**ACTIVITY LIST**
1: Copy out the part of the ICG half-year results text starting at "However, EBIT generated" and ending at "previous year period.", word for word.
2: Carry the ICG half-year results text forward from the point where it stops.

**TEXT SEGMENT**
Segment Open

Irish Continental Group plc (ICG), the Irish-based maritime transport group, which includes Irish Ferries, reported that Group revenue generated in the first half of this year totalled €141.6 mill, €10.8 mill more than 1H20.
However, EBIT generated was a loss of €10.3 mill, €0.8 mill worse than 1H20. EBITDA generated was €12.7 mill, €2.7 mill more than the previous year period.
The gross cash balances totalled €131.1 mill (31st December, 2020: €150.4 mill). Net debt was €112.1 mill, some €23.6 mill higher than at the beginning of the year.
During the first half of this year, Irish Ferries started a new service between Dover (UK) and Calais (France) on 29th June.
In addition, further investment was made in environmentally friendly port equipment at Dublin Ferryport Terminals where the capacity will be increased from next year.
Commenting on the results, Chairman John McGuckian (pictured), noted; “The continuation of the Covid-19 pandemic in the first half of the year continued to create an exceptionally challenging trading environment for the Group.
“Travel restrictions in place in the first half of the year have materially reduced our passenger business. Despite this, as per the prior year, the Group has maintained services on all of its shipping routes maintaining critical logistical links to the island of Ireland.
“These services have facilitated not only key logistical links to Britain and the European Union, but have facilitated passenger travel for essential purposes allowing for the movement of critical staff and the repatriation of citizens.
“The Group welcomes the introduction of the EU Digital Covid Certificate and the easing of restrictions on non-essential passenger travel, however, the timing of its introduction limits the benefits for our key summer season.
“On 31st December, 2020, the UK and EU ended the post Brexit transition period. While trade flows have decreased between Ireland and Britain, our flexible fleet has allowed us to adjust capacity on our direct continental ro-ro and container shipping services. While this has led to a reduction in ro-ro volumes, the change in yield mix has resulted in increased ro-ro revenues.

Segment Closed

**DATA SECTION**
Segment Open

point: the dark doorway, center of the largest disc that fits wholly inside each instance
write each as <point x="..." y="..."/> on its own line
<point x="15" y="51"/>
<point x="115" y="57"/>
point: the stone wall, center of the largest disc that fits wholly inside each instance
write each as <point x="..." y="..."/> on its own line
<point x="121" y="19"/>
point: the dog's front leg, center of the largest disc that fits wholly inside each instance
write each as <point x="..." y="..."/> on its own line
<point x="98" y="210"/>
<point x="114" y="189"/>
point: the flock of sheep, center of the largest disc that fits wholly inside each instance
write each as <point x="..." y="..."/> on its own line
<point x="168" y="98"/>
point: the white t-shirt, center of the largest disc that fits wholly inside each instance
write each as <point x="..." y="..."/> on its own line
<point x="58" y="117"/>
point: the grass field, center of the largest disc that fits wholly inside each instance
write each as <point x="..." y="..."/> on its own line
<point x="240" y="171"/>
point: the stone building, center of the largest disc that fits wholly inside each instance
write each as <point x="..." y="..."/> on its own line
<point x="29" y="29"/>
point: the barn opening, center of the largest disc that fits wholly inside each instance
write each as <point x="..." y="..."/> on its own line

Segment Closed

**TASK RESPONSES**
1:
However, EBIT generated was a loss of €10.3 mill, €0.8 mill worse than 1H20. EBITDA generated was €12.7 mill, €2.7 mill more than the previous year period.

2:
“This increase in revenue is particularly encouraging as it is against the backdrop of both the Covid-19 pandemic and the introduction of customs requirements on the Irish Sea. Still of concern to the Group is the lack of implementation of appropriate checks on goods arriving into Northern Ireland from Britain, which are required under the Northern Ireland Protocol.
“To the extent that goods are destined for the Republic of Ireland, this is causing a distortion in the level playing field as goods that arrive directly into the Republic of Ireland ports from Britain are being checked on arrival.
“On 26th March 2021, ICG subsidiary Irish Ferries announced that it would commence a new ferry service on the Dover/Calais route. This new service launched on 29th June, 2021, with the introduction of the ‘Isle of Inishmore’ on the route.
“I would like to take this opportunity on behalf of the Group to thank all of our colleagues who have again made the retention of all our services possible. Of particular importance has been the continued dedication of our front line colleagues who have faced into a second year of this pandemic and the restrictions and difficulties it has created.
“Again, it is the dedication of all our staff in the ports and terminals and the crew of our ships that have kept our ships sailing, our terminals operating and our supply lines open,” he said.